**Provided text**
━━━━━━

Change tracking¶

What you'll learn: how japes implements @Filter(Added) and @Filter(Changed) efficiently enough that observer systems scale with the number of dirty entities, not the number of total entities. We'll cover the per-component ChangeTracker, the dirty bitmap and dirty list it maintains, the per-system lastSeenTick watermark, why strict-> comparisons against that watermark are correct, and the tick-0 "untracked" sentinel. Source of truth is ecs-core/.../change/ChangeTracker.java (~210 lines) and the change-filter path in SystemExecutionPlan.processChunk (lines ~227–270).

What the user wrote, and what has to happen¶

Here's the user-facing API:

@System(stage = "PostUpdate")
@Filter(value = Changed.class, target = Health.class)
void observe(@Read Health h) {
    // react to mutated health values
}

The contract is: on every tick, this method runs exactly once per entity whose Health component was mutated since the last time the method ran. No duplicate invocations per mutation, no missed invocations if the user wrote the same entity twice, no re-running for entities that were merely iterated past. And critically: the method should run in O(dirty) time, not O(entities-with-Health).

Cost model on the realistic multi-observer tick, for 100 dirty entities per tick at 100k total:

japes / Zay-ES: dirty-list skip — O(K) where K is dirty count. Scales ~1.3× from 10k → 100k.
Bevy: full archetype scan with Changed<T> — O(N). Scales ~9× over the same range.
Dominion / Artemis: no built-in change detection, full scan at the user level — O(N).

japes wins this benchmark because the library maintains a dirty-per-component data structure and exposes a sparse iteration path that consumes it without rebuilding the query.

Per-component `ChangeTracker` per chunk¶

Every chunk carries one ChangeTracker per component type the chunk owns. It is allocated in Chunk's constructor (Chunk.java lines ~54–68). Its fields:

private final long[] addedTicks;     // per-slot
private final long[] changedTicks;   // per-slot
private final long[] dirtyBits;      // per-slot membership bitmap
private int[] dirtyList;             // per-slot, insertion order
private int dirtyCount;
private boolean dirtyTracked = false;
private boolean fullyUntracked = false;

Four ideas live on top of this layout.

Added and Changed are independent. A newly-spawned entity has its addedTick stamped but not its changedTick. This matches Bevy's semantics: @Filter(Added) sees spawns once, @Filter(Changed) does not see spawns unless the entity is subsequently mutated. See the comment at markAdded (line ~95):

Intentionally not updating changedTicks: 'added' and 'changed' are independent in Bevy-style change detection. Newly spawned entities are observable via @Filter(Added) but not @Filter(Changed) until something actually mutates them.

━━━━━━

Coordinate annotation lines:
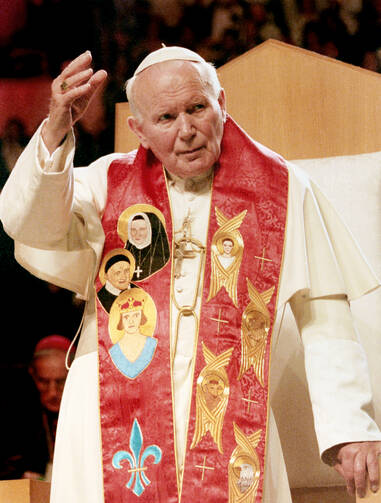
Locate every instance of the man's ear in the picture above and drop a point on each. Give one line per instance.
(136, 128)
(222, 103)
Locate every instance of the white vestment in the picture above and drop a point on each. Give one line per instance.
(54, 214)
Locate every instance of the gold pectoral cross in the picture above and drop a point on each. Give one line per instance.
(184, 246)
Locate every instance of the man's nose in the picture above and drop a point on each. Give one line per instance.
(186, 128)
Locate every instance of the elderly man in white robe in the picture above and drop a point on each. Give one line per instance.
(54, 213)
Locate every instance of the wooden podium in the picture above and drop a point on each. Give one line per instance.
(296, 102)
(303, 106)
(24, 491)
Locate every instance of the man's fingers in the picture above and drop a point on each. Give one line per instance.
(373, 471)
(80, 63)
(74, 80)
(360, 473)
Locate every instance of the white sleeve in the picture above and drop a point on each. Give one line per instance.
(53, 212)
(337, 372)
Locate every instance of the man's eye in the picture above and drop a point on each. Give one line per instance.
(197, 107)
(165, 117)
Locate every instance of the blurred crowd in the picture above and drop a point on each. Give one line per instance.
(41, 35)
(38, 38)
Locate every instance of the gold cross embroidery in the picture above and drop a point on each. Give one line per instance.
(203, 467)
(263, 258)
(219, 320)
(249, 401)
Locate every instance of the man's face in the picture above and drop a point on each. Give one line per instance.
(139, 231)
(181, 120)
(119, 275)
(49, 375)
(131, 321)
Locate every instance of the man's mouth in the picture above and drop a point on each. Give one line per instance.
(191, 153)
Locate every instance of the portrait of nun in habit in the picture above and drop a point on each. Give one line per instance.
(145, 238)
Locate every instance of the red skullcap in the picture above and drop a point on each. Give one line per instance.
(53, 342)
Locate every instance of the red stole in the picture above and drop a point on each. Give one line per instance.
(137, 419)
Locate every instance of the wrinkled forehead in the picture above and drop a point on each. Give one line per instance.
(161, 56)
(167, 79)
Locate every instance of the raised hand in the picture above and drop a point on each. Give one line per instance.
(72, 92)
(356, 462)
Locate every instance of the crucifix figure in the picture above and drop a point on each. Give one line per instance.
(183, 246)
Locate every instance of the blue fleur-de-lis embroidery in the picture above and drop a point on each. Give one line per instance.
(136, 462)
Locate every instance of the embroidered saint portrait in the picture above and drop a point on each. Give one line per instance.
(142, 228)
(244, 468)
(255, 327)
(226, 255)
(115, 274)
(212, 397)
(132, 324)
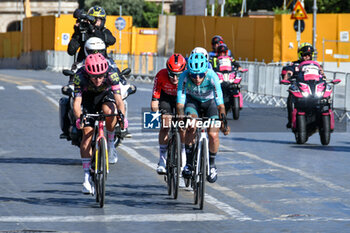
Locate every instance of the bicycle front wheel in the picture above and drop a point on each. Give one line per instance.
(176, 156)
(101, 172)
(202, 175)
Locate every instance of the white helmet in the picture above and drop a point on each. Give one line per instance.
(94, 45)
(202, 51)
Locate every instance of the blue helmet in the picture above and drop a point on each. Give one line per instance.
(197, 63)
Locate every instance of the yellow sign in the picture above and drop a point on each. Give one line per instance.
(299, 12)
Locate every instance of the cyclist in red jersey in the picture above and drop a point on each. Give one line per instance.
(164, 98)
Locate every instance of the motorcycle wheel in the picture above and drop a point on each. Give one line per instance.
(325, 130)
(235, 108)
(301, 134)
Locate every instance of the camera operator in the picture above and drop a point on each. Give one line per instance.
(89, 25)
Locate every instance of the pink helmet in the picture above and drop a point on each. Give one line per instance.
(96, 64)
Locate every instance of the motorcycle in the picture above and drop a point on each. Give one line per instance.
(66, 115)
(312, 103)
(231, 87)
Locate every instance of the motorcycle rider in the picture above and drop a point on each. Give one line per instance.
(223, 62)
(85, 28)
(164, 98)
(305, 53)
(96, 45)
(199, 90)
(95, 89)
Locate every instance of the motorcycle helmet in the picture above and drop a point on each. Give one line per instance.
(176, 64)
(305, 49)
(197, 63)
(98, 12)
(200, 50)
(94, 45)
(222, 48)
(96, 65)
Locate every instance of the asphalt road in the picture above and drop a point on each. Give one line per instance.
(266, 183)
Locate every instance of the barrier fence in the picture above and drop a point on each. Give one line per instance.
(259, 85)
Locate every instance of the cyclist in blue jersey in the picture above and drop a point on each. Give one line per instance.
(199, 91)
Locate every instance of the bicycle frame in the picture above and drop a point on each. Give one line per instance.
(99, 132)
(202, 139)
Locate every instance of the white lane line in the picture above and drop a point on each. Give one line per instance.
(144, 89)
(298, 171)
(232, 162)
(248, 172)
(268, 186)
(53, 87)
(25, 87)
(234, 213)
(241, 199)
(310, 200)
(119, 218)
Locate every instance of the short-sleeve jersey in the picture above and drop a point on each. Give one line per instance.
(209, 89)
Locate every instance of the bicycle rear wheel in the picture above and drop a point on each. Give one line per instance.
(202, 175)
(101, 172)
(169, 175)
(176, 156)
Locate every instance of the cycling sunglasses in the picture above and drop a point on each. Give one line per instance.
(200, 75)
(172, 74)
(97, 76)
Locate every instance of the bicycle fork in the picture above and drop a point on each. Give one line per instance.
(202, 140)
(100, 126)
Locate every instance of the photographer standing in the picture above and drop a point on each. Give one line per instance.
(89, 25)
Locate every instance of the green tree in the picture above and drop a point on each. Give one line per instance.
(145, 14)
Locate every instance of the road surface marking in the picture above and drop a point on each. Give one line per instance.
(234, 213)
(53, 87)
(248, 172)
(25, 87)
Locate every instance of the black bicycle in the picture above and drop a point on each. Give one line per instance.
(173, 162)
(99, 160)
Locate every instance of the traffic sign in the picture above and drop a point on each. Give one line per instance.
(302, 25)
(299, 12)
(120, 23)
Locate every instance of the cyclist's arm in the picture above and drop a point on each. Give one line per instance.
(156, 93)
(77, 106)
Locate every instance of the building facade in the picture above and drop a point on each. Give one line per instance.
(12, 12)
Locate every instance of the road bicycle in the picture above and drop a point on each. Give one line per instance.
(99, 160)
(201, 168)
(173, 162)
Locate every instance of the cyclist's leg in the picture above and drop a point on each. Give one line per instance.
(164, 105)
(85, 152)
(213, 135)
(108, 107)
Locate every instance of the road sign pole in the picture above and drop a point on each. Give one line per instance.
(298, 33)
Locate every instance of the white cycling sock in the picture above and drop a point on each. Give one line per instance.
(162, 151)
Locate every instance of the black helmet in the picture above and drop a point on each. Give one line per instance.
(217, 39)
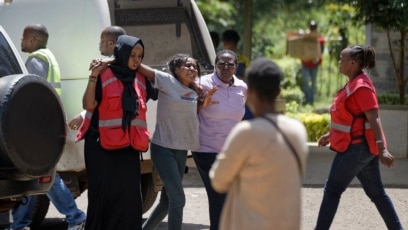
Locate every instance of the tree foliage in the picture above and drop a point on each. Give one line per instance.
(388, 15)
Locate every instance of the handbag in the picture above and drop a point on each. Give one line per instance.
(288, 143)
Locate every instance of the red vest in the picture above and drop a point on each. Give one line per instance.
(342, 119)
(111, 134)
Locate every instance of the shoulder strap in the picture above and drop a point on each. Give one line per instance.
(288, 143)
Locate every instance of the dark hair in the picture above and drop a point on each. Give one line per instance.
(364, 56)
(178, 60)
(215, 39)
(113, 32)
(264, 77)
(221, 52)
(312, 25)
(230, 35)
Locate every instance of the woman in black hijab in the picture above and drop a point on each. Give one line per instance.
(115, 133)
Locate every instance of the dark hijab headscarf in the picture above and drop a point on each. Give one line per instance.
(120, 69)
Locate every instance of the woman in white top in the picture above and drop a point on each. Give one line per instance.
(175, 133)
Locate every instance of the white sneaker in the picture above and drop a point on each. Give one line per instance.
(80, 226)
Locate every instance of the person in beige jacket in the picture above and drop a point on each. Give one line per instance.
(258, 169)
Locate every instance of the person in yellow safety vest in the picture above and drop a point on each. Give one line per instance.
(42, 62)
(357, 136)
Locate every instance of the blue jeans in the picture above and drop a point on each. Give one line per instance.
(61, 198)
(309, 83)
(356, 161)
(170, 164)
(216, 200)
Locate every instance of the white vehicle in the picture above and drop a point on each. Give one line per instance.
(167, 27)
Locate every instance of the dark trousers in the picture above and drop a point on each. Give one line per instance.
(114, 195)
(216, 200)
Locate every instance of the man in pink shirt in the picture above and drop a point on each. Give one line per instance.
(216, 122)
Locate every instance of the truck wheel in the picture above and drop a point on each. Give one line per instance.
(40, 211)
(148, 193)
(32, 126)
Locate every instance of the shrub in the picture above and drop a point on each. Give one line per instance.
(316, 124)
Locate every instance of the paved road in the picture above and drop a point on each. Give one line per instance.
(355, 211)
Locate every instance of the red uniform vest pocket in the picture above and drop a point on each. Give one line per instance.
(114, 138)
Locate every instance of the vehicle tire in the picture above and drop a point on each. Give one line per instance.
(32, 126)
(148, 193)
(42, 204)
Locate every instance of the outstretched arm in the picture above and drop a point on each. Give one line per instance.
(147, 71)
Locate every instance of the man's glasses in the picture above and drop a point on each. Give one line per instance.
(188, 66)
(225, 65)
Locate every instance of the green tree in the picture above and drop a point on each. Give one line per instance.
(390, 16)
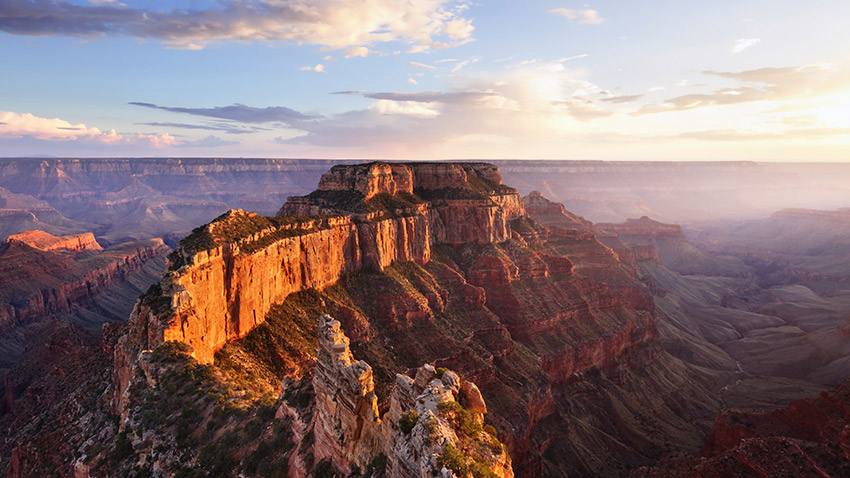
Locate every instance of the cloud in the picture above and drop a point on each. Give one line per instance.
(225, 127)
(336, 24)
(318, 68)
(407, 108)
(155, 140)
(454, 97)
(237, 112)
(422, 65)
(352, 52)
(764, 84)
(583, 109)
(28, 126)
(208, 142)
(461, 65)
(583, 17)
(743, 44)
(530, 104)
(15, 125)
(787, 134)
(622, 99)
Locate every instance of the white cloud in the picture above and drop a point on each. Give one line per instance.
(16, 125)
(336, 24)
(355, 51)
(407, 108)
(422, 65)
(318, 68)
(584, 17)
(744, 43)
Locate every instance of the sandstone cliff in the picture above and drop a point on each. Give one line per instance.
(433, 425)
(225, 276)
(40, 283)
(48, 242)
(549, 323)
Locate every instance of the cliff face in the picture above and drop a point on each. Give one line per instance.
(809, 437)
(547, 321)
(48, 242)
(39, 283)
(223, 290)
(424, 422)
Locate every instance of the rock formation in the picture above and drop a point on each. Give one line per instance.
(43, 280)
(425, 431)
(48, 242)
(456, 276)
(224, 278)
(809, 437)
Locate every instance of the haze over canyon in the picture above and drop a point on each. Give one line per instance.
(215, 317)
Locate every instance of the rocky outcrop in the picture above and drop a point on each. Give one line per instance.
(810, 437)
(552, 213)
(550, 324)
(645, 228)
(37, 283)
(48, 242)
(433, 425)
(226, 276)
(347, 427)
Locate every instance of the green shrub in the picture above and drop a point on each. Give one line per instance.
(408, 421)
(453, 459)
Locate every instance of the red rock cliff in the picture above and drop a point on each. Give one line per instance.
(225, 277)
(48, 242)
(41, 283)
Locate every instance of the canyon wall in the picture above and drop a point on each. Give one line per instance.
(41, 283)
(48, 242)
(224, 278)
(427, 416)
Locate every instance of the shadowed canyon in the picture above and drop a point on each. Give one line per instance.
(261, 317)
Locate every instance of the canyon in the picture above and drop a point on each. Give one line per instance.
(594, 349)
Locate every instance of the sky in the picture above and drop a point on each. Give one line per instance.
(427, 79)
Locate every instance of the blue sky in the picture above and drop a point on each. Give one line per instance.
(763, 80)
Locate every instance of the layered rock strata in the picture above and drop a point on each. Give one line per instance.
(224, 278)
(40, 283)
(48, 242)
(421, 424)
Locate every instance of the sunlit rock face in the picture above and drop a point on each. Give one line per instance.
(350, 434)
(362, 216)
(546, 320)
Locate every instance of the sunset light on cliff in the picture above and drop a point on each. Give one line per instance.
(764, 80)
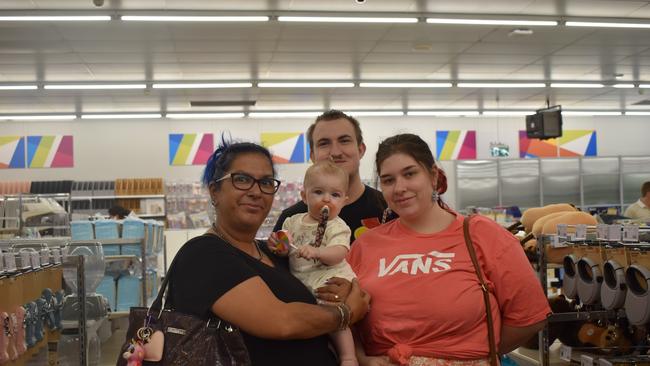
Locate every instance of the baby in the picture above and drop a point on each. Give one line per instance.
(320, 240)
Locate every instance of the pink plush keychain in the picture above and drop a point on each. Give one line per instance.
(134, 354)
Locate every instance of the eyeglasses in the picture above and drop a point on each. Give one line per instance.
(244, 182)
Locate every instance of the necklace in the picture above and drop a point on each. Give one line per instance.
(260, 256)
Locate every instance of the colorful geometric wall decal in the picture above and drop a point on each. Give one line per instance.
(50, 151)
(190, 148)
(572, 143)
(286, 147)
(456, 144)
(12, 152)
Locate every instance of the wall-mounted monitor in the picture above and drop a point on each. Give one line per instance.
(545, 123)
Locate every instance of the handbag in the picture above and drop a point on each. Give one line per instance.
(493, 356)
(188, 339)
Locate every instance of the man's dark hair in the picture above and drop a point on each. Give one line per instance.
(331, 115)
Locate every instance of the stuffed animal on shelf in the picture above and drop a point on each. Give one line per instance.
(134, 354)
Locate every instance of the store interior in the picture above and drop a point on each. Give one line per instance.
(114, 102)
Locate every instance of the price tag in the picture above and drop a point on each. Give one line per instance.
(565, 353)
(631, 233)
(602, 231)
(10, 262)
(614, 232)
(581, 232)
(56, 256)
(45, 256)
(555, 240)
(35, 259)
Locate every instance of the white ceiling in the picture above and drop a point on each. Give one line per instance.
(141, 51)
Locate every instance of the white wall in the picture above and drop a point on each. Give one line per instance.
(138, 148)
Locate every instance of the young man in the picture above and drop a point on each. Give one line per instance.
(641, 208)
(336, 136)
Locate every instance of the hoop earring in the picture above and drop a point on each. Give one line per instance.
(384, 216)
(435, 196)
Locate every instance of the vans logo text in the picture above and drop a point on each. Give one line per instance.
(413, 263)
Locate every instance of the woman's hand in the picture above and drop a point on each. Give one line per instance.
(335, 290)
(376, 361)
(358, 301)
(276, 246)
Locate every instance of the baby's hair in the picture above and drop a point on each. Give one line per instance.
(325, 167)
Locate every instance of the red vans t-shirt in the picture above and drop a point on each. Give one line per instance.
(426, 299)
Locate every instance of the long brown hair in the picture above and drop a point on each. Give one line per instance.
(413, 146)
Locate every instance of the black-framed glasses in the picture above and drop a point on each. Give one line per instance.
(244, 182)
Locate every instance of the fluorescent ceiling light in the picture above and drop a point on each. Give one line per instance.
(193, 18)
(403, 85)
(200, 85)
(492, 22)
(607, 25)
(501, 85)
(375, 113)
(442, 113)
(47, 18)
(121, 116)
(590, 113)
(203, 115)
(18, 87)
(346, 19)
(507, 113)
(283, 114)
(576, 85)
(93, 86)
(38, 117)
(305, 85)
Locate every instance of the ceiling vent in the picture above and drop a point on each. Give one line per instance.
(222, 103)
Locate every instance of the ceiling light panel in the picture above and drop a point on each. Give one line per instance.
(501, 85)
(18, 87)
(542, 23)
(55, 18)
(93, 86)
(193, 18)
(443, 113)
(38, 117)
(305, 85)
(203, 115)
(576, 85)
(346, 19)
(200, 85)
(608, 25)
(121, 116)
(403, 85)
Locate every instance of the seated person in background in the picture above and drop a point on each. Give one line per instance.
(641, 208)
(319, 243)
(118, 212)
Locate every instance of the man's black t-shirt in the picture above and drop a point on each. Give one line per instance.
(369, 205)
(207, 267)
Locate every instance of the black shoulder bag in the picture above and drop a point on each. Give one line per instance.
(188, 340)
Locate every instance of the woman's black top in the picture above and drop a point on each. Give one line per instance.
(207, 267)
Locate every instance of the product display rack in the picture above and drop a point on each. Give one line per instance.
(24, 198)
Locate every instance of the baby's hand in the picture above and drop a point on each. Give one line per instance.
(308, 252)
(277, 246)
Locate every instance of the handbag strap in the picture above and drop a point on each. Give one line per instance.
(484, 289)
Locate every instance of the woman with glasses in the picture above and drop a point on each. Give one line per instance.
(227, 273)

━━━━━━

**Requirement**
Pick up the write-up on change tracking in japes after its last sentence and carry on with the text.

**Answer for the task**
Dedup'd dirty list. Marking the same slot dirty twice in one tick is a no-op on the list. The dirtyBits bitmap is a one-bit-per- slot membership set: appendDirtyUnchecked checks the bit before appending and sets it on first insert. So a busy loop that mutates the same entity 100 times in one tick still produces one list entry, which the observer visits once. Dedup is structurally free — one bit test on append.

Per-tracker tick arrays are linearly indexed by slot. Slot s in the Health storage shares s with addedTicks[s] and changedTicks[s]. No indirection, no map.

Dirty bits, dirty list, and tick arrays all live on the same per-chunk tracker. When a chunk does a swap-remove, every corresponding array is shifted by the same swapRemove(slot, count) call. There is no "dirty-list cleanup pass" at the end of the tick — the list is allowed to hold stale entries so long as iteration filters them out (see processChunk below).

Three-level short-circuit¶

ChangeTracker has three escalating levels of "don't do work," chosen once at plan-build time:

Regular tracking (default when a component has at least one @Filter(Added/Changed) consumer or a RemovedComponents<T> consumer) — per-slot tick writes happen, dirty list is maintained.
dirtyTracked = false — per-slot tick writes still happen (for isAddedSince / isChangedSince semantics), but the dirty list and bitmap are skipped. appendDirty short-circuits on line 112.
fullyUntracked = true — the entire tracker is a no-op. markAdded and markChanged return immediately; nothing writes the tick arrays, nothing touches the dirty list. Used when the component has zero observers and zero RemovedComponents readers.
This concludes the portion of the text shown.